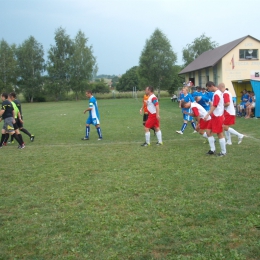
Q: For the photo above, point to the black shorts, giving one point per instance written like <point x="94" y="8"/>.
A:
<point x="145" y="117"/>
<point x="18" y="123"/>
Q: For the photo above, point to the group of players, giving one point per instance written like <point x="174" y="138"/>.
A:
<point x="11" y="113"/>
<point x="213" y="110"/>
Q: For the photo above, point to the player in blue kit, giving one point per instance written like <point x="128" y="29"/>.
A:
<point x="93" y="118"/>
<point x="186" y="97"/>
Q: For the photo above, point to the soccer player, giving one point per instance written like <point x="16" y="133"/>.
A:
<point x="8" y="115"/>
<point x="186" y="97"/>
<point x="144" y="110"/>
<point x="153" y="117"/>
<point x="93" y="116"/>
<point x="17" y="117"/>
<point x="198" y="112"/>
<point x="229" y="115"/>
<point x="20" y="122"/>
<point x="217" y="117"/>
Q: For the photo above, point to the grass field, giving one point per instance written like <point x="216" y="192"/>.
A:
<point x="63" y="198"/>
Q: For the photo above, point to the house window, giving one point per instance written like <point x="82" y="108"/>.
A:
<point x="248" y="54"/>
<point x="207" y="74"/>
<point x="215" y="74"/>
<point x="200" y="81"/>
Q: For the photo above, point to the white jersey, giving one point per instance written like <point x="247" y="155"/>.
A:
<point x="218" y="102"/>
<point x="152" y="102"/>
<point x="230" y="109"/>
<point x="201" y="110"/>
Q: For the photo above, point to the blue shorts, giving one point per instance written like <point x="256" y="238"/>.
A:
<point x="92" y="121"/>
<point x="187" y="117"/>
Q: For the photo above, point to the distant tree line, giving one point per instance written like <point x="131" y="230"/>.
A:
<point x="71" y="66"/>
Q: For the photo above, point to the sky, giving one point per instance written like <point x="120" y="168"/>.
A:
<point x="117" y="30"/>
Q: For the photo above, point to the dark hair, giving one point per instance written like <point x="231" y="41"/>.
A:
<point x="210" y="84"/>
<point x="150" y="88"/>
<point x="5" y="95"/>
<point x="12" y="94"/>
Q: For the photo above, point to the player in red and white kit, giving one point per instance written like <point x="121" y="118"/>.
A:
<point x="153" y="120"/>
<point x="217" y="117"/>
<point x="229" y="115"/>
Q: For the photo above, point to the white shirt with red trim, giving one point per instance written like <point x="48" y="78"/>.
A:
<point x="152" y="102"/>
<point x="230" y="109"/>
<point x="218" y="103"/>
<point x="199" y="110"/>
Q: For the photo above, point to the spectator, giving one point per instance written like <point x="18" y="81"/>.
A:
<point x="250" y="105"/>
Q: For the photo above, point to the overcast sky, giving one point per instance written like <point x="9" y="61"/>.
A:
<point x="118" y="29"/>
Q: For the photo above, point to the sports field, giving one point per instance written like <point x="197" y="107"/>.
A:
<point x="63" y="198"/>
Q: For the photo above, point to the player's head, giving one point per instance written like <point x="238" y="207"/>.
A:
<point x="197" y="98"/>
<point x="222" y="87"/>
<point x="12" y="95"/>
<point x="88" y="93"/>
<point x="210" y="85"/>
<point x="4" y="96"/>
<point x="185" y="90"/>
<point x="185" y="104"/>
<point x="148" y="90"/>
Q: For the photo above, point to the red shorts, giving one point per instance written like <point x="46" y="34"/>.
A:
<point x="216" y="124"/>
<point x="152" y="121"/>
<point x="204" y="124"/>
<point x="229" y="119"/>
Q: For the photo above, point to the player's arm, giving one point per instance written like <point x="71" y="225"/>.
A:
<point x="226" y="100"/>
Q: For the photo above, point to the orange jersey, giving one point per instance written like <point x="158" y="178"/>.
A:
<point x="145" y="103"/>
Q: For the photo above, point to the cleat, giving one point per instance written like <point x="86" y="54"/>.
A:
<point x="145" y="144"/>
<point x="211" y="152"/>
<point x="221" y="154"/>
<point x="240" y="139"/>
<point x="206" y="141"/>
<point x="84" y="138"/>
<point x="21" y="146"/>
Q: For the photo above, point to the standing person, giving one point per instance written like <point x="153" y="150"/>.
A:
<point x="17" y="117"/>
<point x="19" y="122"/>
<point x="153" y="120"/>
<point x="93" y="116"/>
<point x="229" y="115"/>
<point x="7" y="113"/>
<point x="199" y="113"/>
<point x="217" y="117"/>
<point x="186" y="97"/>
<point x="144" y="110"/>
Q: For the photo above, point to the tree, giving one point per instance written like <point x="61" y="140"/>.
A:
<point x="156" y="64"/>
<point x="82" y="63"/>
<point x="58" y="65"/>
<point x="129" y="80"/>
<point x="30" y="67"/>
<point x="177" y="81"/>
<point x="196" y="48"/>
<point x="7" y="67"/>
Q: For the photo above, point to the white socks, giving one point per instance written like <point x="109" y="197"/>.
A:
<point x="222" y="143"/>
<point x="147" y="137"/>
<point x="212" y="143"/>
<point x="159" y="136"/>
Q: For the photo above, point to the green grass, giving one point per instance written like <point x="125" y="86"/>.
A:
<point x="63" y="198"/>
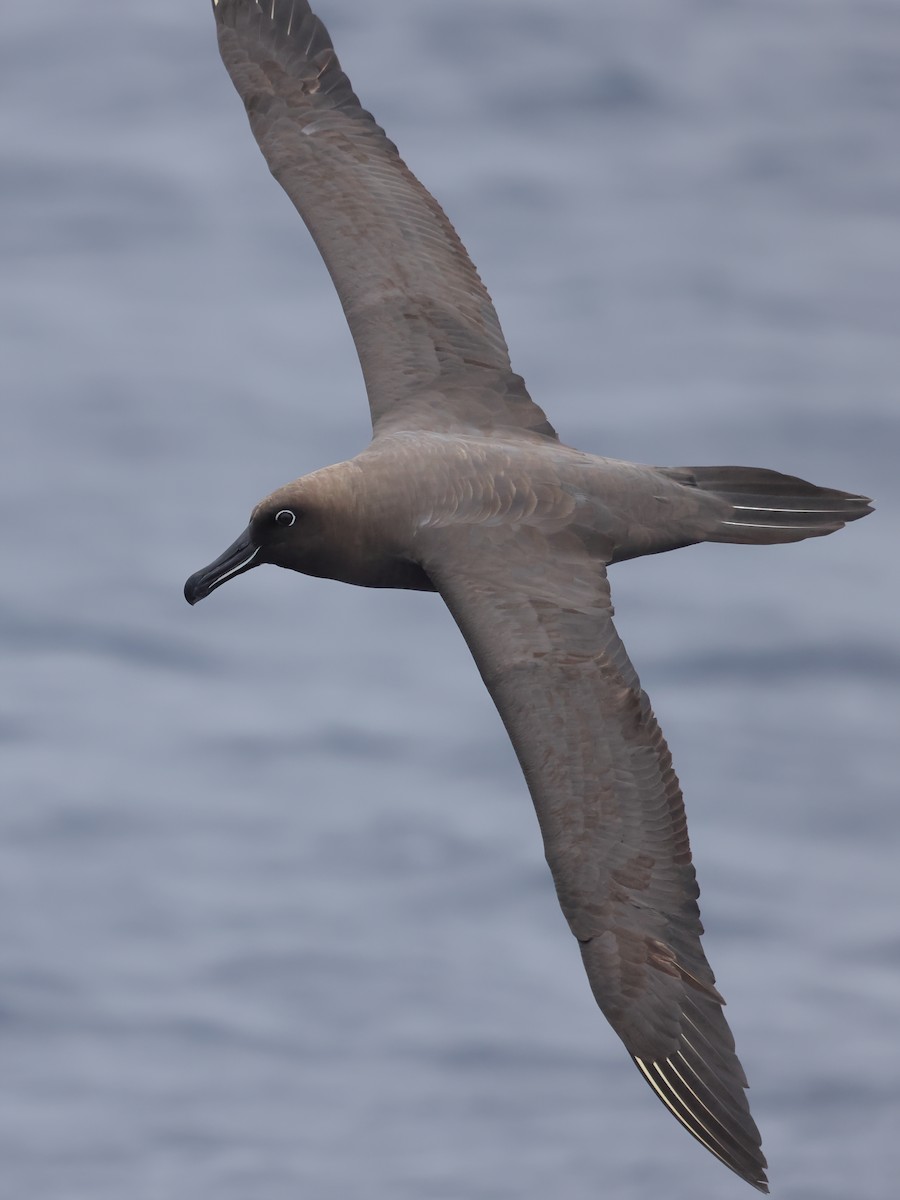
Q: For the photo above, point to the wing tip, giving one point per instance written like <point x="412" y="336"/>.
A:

EXERCISE TASK: Copy the records above exactly, omitting every picture.

EXPECTED OUTPUT:
Q: For the photo above, point to the black shorts, giving one point per instance written like <point x="94" y="8"/>.
A:
<point x="145" y="117"/>
<point x="18" y="123"/>
Q: For the photo above, point to the group of players, giving one point per instance written like <point x="174" y="138"/>.
A:
<point x="11" y="113"/>
<point x="213" y="110"/>
Q: For the photo above, point to the player in blue kit, giving one point per instance written like <point x="128" y="29"/>.
A:
<point x="93" y="118"/>
<point x="186" y="97"/>
Q: For the photo above, point to the soccer player, giving one point per instance written like <point x="16" y="133"/>.
A:
<point x="8" y="115"/>
<point x="186" y="97"/>
<point x="144" y="110"/>
<point x="153" y="117"/>
<point x="93" y="116"/>
<point x="17" y="117"/>
<point x="198" y="112"/>
<point x="229" y="115"/>
<point x="20" y="122"/>
<point x="217" y="117"/>
Q: For the photo above, point to the grass field, giving one point per instance written like <point x="216" y="192"/>.
A:
<point x="63" y="198"/>
Q: For the photo above, point to the house window, giving one point per instance written like <point x="82" y="108"/>.
A:
<point x="248" y="54"/>
<point x="207" y="74"/>
<point x="215" y="74"/>
<point x="200" y="81"/>
Q: For the photo above, point to the white jersey, giving one point per instance written like <point x="247" y="155"/>.
A:
<point x="218" y="102"/>
<point x="152" y="102"/>
<point x="230" y="109"/>
<point x="201" y="110"/>
Q: For the photo above, point to the blue shorts, giving one point per instance written like <point x="256" y="238"/>.
A:
<point x="92" y="121"/>
<point x="187" y="117"/>
Q: For the photo above, point to the distant tree line, giving one point per instance written like <point x="131" y="230"/>.
A:
<point x="71" y="66"/>
Q: For the photo above, point to the sky, giving one point per instance written like <point x="120" y="168"/>.
A:
<point x="117" y="30"/>
Q: For the photo above, point to the dark hair, giving one point per instance written like <point x="231" y="41"/>.
A:
<point x="210" y="84"/>
<point x="150" y="88"/>
<point x="5" y="95"/>
<point x="12" y="94"/>
Q: For the photo above, point to the player in red and white kit, giving one point per instance written like <point x="121" y="118"/>.
A:
<point x="153" y="120"/>
<point x="217" y="117"/>
<point x="229" y="115"/>
Q: For the photo above, point to the white shirt with red trim, giving one point per instance written like <point x="48" y="78"/>.
A:
<point x="152" y="102"/>
<point x="230" y="109"/>
<point x="218" y="103"/>
<point x="199" y="110"/>
Q: For the photo above, point to the spectator, giving one point per instance written like <point x="18" y="81"/>.
A:
<point x="250" y="105"/>
Q: For the photo above, point to the overcast sky, giving one point per instance written like <point x="9" y="61"/>.
A:
<point x="118" y="29"/>
Q: For the photo above, point to the sports field, giving one point per instance written like <point x="197" y="107"/>.
A:
<point x="63" y="198"/>
Q: For the photo above, point to the player's head, giving one point per instance written like <point x="238" y="207"/>.
A:
<point x="197" y="98"/>
<point x="222" y="87"/>
<point x="12" y="95"/>
<point x="88" y="93"/>
<point x="210" y="85"/>
<point x="4" y="96"/>
<point x="185" y="90"/>
<point x="185" y="104"/>
<point x="148" y="90"/>
Q: For the photo above, point to the red shorts, giving one point per instance written like <point x="46" y="34"/>.
A:
<point x="216" y="124"/>
<point x="152" y="121"/>
<point x="204" y="124"/>
<point x="229" y="119"/>
Q: For the photo above, point to the player's arm, giving one point per instance written like <point x="71" y="225"/>.
A:
<point x="226" y="100"/>
Q: For the photo above, point to the orange jersey, giving one point per instance written like <point x="158" y="178"/>.
A:
<point x="145" y="103"/>
Q: For the photo above, point to the cleat, giving one point per instance written like <point x="86" y="54"/>.
A:
<point x="145" y="144"/>
<point x="211" y="152"/>
<point x="221" y="154"/>
<point x="240" y="139"/>
<point x="206" y="141"/>
<point x="84" y="138"/>
<point x="21" y="146"/>
Q: For the photo above, point to the standing person, giving one point per instance written like <point x="153" y="150"/>.
A:
<point x="17" y="117"/>
<point x="19" y="122"/>
<point x="153" y="120"/>
<point x="93" y="116"/>
<point x="229" y="115"/>
<point x="7" y="113"/>
<point x="199" y="113"/>
<point x="217" y="117"/>
<point x="186" y="97"/>
<point x="144" y="110"/>
Q: For the photo above, point to the tree, giving one point per instance written like <point x="61" y="140"/>.
A:
<point x="156" y="64"/>
<point x="82" y="63"/>
<point x="58" y="65"/>
<point x="129" y="80"/>
<point x="30" y="67"/>
<point x="177" y="81"/>
<point x="196" y="48"/>
<point x="7" y="67"/>
Q: For the photo above, point to the white socks, giving one point per instance written like <point x="109" y="197"/>.
A:
<point x="222" y="143"/>
<point x="147" y="137"/>
<point x="212" y="143"/>
<point x="159" y="136"/>
Q: For the photo above, point to the green grass, giving one point per instance written like <point x="125" y="86"/>.
A:
<point x="63" y="198"/>
Q: For the photo above, point to the wing tip, giving one point per instance written like <point x="412" y="336"/>.
A:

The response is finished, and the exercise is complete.